◆ PROBLEM STATEMENT
Rewrite the stretch of records from their start through the line containing "[447,344,460,409]", both ends included, repeating the requests unchanged. Scale every bounding box coordinate by multiplying it by 0.95 and rounding to a whole number, with halves rounded up.

(Bounding box annotation entries)

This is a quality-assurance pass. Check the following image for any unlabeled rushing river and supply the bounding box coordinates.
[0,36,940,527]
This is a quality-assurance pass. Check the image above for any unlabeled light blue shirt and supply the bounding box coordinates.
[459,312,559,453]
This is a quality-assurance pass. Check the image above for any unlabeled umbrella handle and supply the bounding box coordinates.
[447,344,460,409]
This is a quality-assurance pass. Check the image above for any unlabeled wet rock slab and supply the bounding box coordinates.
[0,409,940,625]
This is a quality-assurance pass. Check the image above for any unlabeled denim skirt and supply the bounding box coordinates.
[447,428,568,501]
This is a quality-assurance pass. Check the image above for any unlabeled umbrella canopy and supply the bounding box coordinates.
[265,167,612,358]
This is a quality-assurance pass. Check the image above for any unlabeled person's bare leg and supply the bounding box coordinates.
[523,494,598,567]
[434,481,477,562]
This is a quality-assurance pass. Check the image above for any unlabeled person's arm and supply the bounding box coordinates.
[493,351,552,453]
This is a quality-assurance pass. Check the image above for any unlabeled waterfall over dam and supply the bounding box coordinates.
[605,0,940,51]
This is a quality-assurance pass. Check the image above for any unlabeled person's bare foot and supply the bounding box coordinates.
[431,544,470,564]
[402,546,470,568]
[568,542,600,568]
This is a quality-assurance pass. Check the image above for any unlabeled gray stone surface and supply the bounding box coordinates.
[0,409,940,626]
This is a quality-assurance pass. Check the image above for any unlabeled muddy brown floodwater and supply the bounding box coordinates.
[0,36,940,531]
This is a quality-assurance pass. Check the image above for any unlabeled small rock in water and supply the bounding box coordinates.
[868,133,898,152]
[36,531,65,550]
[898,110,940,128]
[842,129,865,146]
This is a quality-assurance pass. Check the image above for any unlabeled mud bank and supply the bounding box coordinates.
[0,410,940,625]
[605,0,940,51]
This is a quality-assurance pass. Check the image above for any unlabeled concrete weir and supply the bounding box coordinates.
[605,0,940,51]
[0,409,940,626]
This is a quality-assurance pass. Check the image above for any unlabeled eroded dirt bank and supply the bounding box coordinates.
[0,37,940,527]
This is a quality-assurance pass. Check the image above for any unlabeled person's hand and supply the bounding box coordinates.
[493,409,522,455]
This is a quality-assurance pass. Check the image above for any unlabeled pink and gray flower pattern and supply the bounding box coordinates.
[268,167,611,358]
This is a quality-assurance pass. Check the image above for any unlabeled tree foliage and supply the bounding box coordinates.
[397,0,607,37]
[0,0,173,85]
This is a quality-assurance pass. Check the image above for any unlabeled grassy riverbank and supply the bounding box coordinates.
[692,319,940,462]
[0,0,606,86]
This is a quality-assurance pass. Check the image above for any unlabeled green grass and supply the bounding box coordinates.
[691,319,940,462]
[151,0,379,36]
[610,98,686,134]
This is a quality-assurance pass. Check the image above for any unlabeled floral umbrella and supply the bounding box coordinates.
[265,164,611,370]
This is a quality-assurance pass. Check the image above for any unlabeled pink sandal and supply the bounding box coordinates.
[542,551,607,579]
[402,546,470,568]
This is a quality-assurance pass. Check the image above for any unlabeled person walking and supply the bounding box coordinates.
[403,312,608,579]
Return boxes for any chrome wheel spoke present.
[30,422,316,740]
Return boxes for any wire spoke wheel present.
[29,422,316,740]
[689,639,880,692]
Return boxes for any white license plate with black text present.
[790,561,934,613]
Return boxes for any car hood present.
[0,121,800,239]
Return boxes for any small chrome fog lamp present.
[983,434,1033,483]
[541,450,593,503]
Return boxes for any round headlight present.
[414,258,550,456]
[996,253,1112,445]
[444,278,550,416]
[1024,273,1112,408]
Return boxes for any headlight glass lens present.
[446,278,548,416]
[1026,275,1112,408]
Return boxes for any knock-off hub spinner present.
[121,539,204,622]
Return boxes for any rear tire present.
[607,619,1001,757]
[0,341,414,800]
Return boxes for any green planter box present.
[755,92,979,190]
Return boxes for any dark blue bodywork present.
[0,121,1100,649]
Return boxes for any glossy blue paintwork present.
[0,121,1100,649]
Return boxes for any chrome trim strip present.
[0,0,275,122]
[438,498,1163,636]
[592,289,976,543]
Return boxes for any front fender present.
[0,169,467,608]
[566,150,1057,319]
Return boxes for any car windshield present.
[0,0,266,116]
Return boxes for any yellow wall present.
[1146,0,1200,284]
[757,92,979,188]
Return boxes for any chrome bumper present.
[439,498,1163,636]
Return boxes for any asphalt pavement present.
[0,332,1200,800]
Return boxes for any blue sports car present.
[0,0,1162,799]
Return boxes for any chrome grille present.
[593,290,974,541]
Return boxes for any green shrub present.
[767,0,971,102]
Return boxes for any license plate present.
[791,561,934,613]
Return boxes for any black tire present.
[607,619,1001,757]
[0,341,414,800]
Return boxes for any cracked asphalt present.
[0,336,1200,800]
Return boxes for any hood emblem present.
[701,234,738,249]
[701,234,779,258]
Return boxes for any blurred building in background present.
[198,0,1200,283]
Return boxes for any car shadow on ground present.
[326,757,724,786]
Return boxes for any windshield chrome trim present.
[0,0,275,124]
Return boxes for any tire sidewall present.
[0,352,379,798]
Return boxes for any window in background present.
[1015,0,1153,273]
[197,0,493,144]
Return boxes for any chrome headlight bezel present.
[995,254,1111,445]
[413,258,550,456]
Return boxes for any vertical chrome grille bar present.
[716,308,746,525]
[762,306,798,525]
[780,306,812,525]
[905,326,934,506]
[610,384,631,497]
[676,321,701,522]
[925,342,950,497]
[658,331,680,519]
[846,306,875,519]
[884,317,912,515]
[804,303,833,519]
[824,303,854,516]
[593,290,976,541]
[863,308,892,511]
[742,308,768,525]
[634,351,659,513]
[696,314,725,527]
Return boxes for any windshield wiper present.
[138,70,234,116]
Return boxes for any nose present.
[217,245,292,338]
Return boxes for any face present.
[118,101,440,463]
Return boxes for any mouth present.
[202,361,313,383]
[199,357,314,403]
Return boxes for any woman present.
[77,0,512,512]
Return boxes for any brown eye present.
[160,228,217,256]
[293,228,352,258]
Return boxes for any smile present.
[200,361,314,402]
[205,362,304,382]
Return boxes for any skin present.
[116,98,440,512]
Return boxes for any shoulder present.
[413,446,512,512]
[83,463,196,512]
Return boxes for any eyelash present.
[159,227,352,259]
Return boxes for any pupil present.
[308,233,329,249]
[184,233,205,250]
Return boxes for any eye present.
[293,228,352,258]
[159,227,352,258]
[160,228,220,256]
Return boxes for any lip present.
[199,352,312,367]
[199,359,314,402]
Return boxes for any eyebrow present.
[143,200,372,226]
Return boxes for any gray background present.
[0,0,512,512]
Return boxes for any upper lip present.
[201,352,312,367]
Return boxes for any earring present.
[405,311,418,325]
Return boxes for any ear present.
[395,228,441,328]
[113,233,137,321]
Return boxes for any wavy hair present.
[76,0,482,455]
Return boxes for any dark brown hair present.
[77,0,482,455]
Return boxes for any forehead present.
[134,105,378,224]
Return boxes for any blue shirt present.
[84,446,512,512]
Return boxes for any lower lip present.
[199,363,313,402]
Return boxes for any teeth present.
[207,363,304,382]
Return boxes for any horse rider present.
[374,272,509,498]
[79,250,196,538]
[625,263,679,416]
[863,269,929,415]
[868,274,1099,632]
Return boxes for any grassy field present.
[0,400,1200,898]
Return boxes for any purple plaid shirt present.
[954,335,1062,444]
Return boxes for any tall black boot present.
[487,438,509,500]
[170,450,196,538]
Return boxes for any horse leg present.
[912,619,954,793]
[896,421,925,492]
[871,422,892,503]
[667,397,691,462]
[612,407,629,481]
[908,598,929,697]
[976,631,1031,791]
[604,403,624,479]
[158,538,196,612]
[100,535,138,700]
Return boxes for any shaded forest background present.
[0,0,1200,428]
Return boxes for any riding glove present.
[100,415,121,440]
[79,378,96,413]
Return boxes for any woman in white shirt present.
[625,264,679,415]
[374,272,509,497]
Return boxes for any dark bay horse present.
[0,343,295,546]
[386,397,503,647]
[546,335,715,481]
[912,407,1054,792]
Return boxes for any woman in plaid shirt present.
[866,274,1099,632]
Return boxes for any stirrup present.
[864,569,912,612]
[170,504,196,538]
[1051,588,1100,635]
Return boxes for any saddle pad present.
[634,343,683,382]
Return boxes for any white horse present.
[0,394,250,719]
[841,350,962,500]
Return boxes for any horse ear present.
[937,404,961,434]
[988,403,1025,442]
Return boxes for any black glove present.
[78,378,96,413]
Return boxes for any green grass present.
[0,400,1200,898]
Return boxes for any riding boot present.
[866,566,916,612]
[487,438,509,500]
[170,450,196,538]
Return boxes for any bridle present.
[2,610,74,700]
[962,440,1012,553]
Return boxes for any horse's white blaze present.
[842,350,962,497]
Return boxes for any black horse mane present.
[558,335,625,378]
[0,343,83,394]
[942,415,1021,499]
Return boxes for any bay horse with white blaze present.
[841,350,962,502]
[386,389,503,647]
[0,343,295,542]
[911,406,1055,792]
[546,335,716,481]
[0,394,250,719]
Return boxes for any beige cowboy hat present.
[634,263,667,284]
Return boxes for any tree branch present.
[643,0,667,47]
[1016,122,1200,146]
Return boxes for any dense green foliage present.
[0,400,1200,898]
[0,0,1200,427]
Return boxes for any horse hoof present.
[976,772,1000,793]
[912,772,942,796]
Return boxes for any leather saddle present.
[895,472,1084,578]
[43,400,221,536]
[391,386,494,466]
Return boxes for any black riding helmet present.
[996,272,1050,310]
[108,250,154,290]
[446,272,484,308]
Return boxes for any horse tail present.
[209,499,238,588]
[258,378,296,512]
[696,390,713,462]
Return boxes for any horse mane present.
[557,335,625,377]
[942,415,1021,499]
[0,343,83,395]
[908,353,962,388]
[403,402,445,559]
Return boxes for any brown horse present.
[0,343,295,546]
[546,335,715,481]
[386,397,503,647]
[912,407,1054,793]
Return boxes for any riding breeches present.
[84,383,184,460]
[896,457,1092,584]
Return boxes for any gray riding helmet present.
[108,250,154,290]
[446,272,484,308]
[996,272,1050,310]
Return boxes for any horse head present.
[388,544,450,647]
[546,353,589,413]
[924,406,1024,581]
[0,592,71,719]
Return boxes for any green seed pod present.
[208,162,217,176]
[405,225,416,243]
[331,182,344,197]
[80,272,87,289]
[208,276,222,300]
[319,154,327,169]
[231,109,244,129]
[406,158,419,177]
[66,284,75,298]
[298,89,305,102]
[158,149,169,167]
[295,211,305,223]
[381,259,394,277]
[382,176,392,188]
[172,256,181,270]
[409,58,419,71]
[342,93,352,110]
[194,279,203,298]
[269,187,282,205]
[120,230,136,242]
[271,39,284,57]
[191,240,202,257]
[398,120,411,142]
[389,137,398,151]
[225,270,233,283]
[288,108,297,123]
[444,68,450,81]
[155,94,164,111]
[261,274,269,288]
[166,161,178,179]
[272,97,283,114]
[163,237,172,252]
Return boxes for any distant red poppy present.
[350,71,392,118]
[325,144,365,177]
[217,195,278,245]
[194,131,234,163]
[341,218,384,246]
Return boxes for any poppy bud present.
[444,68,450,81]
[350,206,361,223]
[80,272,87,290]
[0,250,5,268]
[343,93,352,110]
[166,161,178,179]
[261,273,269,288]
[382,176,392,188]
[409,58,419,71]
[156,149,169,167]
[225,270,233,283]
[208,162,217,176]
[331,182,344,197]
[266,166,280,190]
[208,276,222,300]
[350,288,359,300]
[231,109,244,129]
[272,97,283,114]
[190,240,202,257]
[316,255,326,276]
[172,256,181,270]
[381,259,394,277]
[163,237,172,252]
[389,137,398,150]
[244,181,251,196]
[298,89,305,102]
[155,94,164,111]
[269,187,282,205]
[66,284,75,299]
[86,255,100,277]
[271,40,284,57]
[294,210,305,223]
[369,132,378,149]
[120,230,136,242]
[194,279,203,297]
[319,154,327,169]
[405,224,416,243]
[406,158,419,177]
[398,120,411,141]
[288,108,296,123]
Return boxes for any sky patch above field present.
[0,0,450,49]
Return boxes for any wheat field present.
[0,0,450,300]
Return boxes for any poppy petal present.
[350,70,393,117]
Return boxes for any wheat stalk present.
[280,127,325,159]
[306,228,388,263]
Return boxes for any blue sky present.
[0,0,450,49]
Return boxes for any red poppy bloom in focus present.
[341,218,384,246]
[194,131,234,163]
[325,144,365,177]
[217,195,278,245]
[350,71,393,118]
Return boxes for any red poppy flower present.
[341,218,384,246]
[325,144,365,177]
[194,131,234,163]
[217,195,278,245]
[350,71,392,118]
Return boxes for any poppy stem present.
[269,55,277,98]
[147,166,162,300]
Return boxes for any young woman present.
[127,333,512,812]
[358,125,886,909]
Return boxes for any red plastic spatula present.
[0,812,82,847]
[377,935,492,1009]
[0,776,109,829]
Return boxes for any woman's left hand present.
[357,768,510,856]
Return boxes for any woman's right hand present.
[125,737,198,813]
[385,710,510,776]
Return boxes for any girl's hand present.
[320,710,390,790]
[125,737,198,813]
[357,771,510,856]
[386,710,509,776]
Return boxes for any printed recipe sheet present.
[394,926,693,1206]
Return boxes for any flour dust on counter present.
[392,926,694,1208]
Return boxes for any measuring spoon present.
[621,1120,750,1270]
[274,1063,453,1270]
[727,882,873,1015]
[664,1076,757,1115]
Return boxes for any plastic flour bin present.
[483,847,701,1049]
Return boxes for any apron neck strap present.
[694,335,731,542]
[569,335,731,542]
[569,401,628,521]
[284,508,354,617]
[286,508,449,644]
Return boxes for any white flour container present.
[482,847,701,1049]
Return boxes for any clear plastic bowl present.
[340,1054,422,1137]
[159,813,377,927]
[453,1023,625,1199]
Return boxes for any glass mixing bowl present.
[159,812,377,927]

◆ EXPECTED ANSWER
This is a quality-assurance pass. Check the following image for any unlabeled rushing river and supply the bounding box coordinates.
[0,34,893,501]
This is a quality-assurance pass. Check the image above for any unlabeled light blue shirt and supply the bounding box coordinates.
[436,296,531,430]
This is a quality-assurance pass. Check the image above for any unlabeled umbrella handle and supply the bounding box coordinates.
[425,327,437,389]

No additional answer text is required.